[Required work] Extract exactly and only the lines of the data below, starting at the line with "A single point falls on each instance of the reflection" and stopping after the final line.

[Listing]
#####

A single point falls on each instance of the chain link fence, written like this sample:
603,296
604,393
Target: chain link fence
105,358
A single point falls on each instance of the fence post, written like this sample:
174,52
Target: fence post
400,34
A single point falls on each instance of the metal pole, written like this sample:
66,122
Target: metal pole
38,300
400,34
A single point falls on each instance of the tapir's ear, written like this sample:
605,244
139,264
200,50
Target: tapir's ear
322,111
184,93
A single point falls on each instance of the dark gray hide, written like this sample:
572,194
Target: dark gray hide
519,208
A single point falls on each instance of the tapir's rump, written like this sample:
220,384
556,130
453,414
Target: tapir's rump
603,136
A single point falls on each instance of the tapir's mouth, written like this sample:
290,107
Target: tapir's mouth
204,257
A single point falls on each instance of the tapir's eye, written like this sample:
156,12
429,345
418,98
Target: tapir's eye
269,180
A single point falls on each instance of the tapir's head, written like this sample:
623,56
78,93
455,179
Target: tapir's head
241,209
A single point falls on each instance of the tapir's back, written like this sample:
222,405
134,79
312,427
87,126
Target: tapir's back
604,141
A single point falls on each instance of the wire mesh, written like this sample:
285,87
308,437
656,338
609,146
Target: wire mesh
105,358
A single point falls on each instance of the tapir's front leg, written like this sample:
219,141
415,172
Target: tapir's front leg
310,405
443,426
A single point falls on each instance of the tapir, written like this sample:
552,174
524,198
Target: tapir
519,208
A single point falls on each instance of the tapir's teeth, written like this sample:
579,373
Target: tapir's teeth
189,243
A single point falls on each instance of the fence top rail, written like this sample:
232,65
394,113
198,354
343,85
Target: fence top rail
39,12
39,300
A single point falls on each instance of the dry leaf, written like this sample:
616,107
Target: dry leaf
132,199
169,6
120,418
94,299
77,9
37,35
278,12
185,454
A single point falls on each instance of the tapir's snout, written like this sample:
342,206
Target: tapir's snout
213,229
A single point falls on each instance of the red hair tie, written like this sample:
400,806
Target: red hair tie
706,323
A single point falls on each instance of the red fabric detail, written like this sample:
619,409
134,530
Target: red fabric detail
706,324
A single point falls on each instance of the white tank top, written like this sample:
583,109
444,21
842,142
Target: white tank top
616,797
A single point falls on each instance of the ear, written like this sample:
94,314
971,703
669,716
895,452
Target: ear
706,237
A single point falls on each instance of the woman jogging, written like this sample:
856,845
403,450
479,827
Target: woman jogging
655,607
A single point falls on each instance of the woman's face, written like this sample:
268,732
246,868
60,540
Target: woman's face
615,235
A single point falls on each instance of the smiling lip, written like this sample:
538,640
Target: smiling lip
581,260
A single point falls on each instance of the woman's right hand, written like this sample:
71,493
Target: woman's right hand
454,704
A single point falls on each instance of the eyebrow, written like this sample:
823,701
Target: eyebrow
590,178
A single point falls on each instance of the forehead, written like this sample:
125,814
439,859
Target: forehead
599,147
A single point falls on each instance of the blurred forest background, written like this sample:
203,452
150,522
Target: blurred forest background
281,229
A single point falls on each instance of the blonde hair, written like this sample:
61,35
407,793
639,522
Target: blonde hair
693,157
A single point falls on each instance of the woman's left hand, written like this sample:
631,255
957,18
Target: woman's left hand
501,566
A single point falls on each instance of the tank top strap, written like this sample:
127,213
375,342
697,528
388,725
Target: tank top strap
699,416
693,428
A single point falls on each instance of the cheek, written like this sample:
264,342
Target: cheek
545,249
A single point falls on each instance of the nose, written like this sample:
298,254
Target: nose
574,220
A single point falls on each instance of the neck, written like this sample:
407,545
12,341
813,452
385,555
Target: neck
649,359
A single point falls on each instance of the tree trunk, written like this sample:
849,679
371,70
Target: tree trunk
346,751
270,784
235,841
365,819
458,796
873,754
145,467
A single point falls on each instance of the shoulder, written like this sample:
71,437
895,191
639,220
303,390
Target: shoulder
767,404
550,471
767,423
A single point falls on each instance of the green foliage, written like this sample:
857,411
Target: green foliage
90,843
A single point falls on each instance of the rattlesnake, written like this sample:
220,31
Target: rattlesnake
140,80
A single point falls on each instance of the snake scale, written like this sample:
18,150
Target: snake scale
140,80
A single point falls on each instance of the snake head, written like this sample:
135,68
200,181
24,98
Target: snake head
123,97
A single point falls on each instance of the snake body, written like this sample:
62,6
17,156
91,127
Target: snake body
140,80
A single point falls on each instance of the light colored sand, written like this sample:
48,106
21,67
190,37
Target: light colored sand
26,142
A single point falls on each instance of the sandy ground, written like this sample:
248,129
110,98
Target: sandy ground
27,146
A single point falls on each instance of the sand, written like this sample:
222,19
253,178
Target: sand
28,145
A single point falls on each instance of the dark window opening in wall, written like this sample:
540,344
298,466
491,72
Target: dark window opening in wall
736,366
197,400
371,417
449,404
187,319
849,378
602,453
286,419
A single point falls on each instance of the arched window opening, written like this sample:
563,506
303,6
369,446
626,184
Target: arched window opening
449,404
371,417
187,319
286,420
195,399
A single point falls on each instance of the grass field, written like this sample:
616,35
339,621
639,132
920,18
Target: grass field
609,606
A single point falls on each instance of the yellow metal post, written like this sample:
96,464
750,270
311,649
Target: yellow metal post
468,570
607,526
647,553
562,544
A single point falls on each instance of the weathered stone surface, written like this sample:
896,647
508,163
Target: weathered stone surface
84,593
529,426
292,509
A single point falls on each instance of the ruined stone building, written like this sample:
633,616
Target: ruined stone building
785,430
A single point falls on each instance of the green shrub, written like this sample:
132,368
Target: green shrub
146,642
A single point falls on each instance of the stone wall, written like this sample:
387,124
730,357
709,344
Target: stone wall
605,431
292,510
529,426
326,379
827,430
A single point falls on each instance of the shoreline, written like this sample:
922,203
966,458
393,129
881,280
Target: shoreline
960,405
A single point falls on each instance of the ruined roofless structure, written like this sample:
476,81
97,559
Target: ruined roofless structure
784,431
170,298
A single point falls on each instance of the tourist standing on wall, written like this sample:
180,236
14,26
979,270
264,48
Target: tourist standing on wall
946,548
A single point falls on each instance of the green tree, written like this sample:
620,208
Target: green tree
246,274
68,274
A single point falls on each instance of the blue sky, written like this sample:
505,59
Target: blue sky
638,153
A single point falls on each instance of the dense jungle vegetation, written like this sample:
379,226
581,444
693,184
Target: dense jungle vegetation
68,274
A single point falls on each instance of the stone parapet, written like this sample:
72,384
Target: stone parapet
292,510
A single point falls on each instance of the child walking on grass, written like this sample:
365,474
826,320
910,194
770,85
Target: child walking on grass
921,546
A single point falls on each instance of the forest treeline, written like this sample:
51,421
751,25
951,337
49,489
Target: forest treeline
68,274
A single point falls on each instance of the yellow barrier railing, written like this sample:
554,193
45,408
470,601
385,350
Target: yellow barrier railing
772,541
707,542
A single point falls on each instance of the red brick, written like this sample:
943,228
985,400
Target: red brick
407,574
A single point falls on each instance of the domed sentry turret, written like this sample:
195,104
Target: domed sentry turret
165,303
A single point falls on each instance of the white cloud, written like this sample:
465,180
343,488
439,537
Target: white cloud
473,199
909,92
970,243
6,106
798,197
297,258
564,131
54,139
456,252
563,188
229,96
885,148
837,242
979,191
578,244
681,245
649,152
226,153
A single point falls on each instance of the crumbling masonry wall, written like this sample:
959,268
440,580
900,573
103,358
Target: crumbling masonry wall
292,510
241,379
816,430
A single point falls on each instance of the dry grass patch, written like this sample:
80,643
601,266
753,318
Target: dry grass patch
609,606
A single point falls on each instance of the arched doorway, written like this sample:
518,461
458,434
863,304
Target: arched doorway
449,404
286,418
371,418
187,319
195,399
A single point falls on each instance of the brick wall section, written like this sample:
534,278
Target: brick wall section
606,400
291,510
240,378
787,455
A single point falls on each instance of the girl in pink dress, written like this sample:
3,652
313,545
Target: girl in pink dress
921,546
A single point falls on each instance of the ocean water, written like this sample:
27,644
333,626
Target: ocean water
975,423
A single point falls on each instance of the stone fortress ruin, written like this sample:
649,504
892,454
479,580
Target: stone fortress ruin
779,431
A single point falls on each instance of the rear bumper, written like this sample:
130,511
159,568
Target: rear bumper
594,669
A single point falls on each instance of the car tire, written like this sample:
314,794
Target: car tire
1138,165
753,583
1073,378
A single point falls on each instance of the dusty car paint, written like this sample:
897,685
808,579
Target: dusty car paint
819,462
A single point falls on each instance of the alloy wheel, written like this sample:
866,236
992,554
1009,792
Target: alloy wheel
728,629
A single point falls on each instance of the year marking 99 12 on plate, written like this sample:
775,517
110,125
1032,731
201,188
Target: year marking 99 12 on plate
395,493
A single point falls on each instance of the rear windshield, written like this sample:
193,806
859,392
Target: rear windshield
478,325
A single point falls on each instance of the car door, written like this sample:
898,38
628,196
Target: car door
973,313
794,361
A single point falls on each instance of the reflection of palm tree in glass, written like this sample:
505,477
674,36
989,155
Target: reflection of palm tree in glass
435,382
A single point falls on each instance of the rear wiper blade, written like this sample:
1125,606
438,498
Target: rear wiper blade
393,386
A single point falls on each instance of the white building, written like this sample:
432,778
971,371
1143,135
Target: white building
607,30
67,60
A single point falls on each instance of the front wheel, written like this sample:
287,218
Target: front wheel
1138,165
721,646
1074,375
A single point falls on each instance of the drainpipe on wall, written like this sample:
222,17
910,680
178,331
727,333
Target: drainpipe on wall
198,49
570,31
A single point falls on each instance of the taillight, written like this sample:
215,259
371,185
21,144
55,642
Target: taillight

#####

[Task result]
A single point falls on each instance of the reflection of palm tree in glass, written like this sample:
505,477
674,36
989,155
Target: reflection of palm tree in glass
435,382
A single point falls on each instance of the rear wiper blade, written like this sample:
1125,606
438,498
Target: rear wiper blade
393,386
A single point falls on each instance of the white building, written like this sample:
432,778
971,371
1143,135
Target: white building
607,30
67,60
A single point falls on each instance of the front wheel, written like this sample:
287,218
Target: front wheel
1138,165
721,646
1074,375
A single point falls on each instance of the drainpipe on wall, written like this sample:
222,17
910,680
178,331
727,333
Target: drainpipe on wall
198,49
570,31
A single point falls on each instance of the taillight, written like this sample:
215,259
371,185
21,144
55,642
Target: taillight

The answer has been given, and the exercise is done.